* START Document passage *

The Indonesian government is working with international organizations, such as UNHCR, and non-governmental organizations to address some of these problems and provide assistance and protection to refugees. Nevertheless, these issues continue to be the focus of attention in efforts to improve conditions and protection for refugees in Indonesia.

The 2016 Presidential Regulation Number 125 of 2016 Concerning the Handling of Refugees from Abroad, issued by President Joko Widodo, grants legal recognition to foreign refugees who have been granted refugee or asylum status by UNHCR Indonesia. However, civil society organizations in Indonesia criticized the regulation for using a security approach, not human rights. In addition, there has been no contextual change to this seven-year-old regulation. The lack of protection for refugees’ human rights in these regulations actually makes it difficult for the government to implement these regulations, thereby worsening the situation for protecting the rights of refugees and asylum seekers in Indonesia (Suyatna, et al., 2021).

* END Document passage *
* START Source excerpt *

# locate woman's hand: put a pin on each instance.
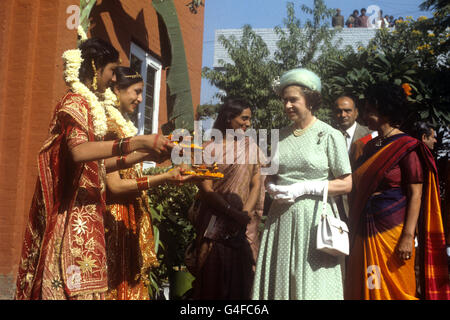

* END Source excerpt *

- **Aim A**
According to the passage on refugees in Indonesia, who issued Presidential Regulation Number 125 of 2016?
- **Aim B**
From the passage on refugees in Indonesia, copy everything from "The Indonesian government" down to "refugees in Indonesia.".

- **Correct output A**
President Joko Widodo issued it.

- **Correct output B**
The Indonesian government is working with international organizations, such as UNHCR, and non-governmental organizations to address some of these problems and provide assistance and protection to refugees. Nevertheless, these issues continue to be the focus of attention in efforts to improve conditions and protection for refugees in Indonesia.